Problem statement -> Report every line of the items below that contains the word "target", matching case exactly.

Provided information ->
....

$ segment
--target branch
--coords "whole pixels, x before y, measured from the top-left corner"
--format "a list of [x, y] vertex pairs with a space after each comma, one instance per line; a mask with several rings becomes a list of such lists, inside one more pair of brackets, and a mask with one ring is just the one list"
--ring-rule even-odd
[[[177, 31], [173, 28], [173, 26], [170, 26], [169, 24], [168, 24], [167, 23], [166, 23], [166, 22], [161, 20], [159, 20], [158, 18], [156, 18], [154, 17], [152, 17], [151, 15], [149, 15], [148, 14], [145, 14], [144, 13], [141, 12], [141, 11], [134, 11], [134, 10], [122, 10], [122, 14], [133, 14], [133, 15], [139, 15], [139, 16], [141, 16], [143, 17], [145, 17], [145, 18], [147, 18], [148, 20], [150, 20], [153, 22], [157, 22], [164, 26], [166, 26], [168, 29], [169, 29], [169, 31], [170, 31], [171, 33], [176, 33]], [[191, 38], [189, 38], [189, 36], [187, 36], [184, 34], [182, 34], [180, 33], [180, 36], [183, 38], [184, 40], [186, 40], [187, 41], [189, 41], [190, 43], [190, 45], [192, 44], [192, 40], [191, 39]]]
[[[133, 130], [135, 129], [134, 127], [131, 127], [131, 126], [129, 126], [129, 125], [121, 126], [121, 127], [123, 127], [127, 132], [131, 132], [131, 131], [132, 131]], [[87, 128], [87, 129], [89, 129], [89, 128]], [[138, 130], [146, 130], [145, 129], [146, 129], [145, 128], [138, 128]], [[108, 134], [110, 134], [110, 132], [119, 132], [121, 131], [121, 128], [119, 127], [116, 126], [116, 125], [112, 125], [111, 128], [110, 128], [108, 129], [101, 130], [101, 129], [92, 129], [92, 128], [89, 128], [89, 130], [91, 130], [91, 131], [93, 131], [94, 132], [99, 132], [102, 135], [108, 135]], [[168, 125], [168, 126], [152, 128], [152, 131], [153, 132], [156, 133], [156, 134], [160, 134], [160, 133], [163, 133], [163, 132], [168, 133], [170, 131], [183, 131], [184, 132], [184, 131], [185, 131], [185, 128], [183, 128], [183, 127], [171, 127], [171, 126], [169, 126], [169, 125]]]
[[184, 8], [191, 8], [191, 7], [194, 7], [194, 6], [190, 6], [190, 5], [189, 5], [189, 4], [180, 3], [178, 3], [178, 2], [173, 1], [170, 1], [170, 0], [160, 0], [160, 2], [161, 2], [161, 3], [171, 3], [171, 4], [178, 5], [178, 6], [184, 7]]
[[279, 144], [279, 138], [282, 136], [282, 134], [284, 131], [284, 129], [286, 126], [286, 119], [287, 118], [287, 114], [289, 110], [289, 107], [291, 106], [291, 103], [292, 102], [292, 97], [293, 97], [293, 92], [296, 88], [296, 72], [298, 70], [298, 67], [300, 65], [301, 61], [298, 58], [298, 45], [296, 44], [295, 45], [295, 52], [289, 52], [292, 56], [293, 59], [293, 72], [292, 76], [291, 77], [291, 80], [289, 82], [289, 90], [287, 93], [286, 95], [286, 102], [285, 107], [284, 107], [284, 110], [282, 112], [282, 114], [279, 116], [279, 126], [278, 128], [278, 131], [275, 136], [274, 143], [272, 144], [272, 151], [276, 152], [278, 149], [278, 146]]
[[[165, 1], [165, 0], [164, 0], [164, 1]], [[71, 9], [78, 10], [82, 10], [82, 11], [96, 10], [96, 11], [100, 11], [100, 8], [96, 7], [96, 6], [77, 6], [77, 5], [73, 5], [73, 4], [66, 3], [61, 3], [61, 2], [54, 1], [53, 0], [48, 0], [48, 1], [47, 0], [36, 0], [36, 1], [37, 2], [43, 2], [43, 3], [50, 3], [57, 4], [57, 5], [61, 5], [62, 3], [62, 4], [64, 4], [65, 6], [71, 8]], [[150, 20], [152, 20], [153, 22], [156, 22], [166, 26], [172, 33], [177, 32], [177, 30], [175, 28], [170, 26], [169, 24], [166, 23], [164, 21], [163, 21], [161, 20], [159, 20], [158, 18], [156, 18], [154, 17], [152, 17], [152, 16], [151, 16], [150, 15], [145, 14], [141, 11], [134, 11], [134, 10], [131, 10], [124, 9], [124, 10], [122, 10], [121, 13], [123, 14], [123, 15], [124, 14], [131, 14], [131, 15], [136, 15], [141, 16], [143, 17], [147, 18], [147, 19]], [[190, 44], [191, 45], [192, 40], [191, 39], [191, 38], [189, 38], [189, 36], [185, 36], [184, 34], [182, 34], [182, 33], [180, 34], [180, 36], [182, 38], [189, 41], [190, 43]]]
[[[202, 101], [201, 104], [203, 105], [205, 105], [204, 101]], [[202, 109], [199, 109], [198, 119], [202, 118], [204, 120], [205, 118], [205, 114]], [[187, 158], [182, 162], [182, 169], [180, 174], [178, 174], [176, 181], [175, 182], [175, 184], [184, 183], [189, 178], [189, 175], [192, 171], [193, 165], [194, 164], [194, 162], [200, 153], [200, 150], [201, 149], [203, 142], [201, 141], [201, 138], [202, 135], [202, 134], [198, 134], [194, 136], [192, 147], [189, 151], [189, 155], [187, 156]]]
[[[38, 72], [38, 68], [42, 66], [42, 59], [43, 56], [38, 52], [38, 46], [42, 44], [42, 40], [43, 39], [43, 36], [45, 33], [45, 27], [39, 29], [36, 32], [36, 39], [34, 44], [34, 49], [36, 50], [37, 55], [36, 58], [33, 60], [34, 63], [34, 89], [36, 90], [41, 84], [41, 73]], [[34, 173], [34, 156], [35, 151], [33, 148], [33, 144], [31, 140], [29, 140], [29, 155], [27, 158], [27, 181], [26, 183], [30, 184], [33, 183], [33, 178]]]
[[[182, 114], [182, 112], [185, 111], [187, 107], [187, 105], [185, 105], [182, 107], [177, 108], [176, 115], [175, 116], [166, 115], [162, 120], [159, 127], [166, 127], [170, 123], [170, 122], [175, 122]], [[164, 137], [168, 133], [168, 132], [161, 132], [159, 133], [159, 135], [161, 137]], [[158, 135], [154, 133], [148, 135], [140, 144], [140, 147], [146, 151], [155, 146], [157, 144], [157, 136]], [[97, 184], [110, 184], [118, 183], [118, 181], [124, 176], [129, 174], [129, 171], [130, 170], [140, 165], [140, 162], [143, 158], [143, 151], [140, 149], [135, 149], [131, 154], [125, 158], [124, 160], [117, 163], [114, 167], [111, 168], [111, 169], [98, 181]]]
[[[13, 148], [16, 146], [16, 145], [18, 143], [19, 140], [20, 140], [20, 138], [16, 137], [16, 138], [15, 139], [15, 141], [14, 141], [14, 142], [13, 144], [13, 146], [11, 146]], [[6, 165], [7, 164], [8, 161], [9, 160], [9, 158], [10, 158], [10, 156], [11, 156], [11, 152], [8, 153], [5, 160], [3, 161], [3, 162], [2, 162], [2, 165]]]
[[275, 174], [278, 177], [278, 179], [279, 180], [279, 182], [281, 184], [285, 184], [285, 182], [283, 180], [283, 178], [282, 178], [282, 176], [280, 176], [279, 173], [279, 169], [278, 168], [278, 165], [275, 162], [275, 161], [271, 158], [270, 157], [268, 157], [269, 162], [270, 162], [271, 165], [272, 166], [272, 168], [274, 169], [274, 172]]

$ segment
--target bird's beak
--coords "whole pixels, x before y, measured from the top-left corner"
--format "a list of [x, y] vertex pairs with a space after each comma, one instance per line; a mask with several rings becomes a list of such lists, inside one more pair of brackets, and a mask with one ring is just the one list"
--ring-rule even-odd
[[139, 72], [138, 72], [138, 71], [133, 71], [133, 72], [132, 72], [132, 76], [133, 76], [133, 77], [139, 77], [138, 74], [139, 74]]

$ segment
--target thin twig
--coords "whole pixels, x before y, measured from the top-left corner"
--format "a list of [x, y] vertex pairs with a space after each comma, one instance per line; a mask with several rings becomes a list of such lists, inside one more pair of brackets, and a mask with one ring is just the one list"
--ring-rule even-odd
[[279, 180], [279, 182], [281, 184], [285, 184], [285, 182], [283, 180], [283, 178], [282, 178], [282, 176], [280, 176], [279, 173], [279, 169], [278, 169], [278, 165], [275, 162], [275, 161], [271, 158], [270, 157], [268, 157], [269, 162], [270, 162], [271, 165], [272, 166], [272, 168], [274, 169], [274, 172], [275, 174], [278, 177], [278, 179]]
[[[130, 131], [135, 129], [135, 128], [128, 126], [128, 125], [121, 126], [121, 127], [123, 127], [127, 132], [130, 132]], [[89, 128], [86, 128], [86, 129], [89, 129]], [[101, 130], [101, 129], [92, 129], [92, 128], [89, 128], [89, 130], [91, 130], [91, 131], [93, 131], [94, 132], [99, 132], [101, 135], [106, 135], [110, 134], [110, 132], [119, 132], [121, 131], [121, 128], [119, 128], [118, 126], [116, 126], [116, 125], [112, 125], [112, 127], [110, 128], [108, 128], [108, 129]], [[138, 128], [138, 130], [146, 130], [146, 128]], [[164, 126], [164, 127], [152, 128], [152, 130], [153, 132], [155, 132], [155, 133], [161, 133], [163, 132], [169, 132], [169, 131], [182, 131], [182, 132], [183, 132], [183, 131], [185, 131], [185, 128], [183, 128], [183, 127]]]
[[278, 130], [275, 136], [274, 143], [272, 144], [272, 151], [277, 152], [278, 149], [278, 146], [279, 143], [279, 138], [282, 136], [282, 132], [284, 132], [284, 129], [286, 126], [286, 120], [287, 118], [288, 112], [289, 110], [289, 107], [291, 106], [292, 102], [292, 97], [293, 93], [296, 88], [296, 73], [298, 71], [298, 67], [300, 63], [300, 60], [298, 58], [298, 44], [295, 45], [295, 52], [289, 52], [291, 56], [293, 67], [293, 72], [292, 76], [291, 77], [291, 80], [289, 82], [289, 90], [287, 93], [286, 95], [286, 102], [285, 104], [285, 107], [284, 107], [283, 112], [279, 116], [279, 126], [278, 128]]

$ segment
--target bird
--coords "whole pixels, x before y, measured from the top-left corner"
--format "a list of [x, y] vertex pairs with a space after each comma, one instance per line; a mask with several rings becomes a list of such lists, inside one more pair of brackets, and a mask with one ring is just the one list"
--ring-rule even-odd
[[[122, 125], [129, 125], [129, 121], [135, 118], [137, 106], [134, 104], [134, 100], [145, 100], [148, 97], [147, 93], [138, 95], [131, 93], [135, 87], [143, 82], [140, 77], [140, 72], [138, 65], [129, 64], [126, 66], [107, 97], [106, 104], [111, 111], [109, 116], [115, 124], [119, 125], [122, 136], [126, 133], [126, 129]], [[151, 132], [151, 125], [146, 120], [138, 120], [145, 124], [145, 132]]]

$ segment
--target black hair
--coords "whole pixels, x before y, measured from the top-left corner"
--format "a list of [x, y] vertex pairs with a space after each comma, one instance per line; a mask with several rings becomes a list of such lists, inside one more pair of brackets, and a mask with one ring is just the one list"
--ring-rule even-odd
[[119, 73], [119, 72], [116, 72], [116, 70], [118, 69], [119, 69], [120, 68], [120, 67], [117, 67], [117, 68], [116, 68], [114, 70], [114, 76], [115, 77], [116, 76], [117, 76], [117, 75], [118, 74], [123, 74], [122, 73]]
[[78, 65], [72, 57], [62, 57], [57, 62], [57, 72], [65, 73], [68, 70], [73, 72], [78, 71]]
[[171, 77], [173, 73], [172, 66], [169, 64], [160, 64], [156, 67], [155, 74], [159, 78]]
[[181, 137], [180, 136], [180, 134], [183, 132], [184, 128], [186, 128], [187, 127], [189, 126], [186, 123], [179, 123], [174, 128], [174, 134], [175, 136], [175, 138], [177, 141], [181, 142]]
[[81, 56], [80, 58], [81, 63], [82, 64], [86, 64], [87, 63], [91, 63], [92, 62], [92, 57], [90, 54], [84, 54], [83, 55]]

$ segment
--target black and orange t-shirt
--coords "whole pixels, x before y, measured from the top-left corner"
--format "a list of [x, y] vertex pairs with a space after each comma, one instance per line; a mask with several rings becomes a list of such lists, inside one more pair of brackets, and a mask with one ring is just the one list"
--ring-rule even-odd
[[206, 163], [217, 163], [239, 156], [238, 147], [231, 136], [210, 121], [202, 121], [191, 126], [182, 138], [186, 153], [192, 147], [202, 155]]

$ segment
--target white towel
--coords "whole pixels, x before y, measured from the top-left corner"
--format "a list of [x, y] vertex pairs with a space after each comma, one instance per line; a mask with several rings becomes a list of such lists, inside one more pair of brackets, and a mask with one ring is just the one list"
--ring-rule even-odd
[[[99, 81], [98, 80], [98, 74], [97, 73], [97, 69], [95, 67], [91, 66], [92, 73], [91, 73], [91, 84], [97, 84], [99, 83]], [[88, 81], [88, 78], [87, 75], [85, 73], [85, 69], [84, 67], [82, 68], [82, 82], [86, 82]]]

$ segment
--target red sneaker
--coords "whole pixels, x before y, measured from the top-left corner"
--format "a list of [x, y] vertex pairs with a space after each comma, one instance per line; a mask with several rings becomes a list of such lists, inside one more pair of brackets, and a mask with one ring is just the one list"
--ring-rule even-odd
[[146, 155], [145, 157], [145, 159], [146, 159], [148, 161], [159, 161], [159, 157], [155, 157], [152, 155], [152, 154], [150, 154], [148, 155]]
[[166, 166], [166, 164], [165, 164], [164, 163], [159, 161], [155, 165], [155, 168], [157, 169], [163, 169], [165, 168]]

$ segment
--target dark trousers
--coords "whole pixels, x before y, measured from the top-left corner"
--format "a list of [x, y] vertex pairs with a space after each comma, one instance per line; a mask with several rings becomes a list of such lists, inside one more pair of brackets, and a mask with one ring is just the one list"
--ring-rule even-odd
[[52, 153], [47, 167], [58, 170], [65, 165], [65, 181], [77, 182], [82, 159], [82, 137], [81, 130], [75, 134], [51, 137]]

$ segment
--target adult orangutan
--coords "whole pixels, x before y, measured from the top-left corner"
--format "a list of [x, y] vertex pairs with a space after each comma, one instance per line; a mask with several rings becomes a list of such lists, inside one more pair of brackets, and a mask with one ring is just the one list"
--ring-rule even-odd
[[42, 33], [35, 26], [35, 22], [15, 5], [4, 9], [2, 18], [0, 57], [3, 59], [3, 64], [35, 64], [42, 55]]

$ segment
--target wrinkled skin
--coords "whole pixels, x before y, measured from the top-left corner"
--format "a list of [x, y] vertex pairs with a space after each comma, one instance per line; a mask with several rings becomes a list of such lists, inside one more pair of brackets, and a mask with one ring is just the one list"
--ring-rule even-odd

....

Response to the task ->
--target branch
--target bird's beak
--target thin twig
--target bird
--target black hair
--target black and orange t-shirt
--target white towel
--target red sneaker
--target dark trousers
--target adult orangutan
--target wrinkled skin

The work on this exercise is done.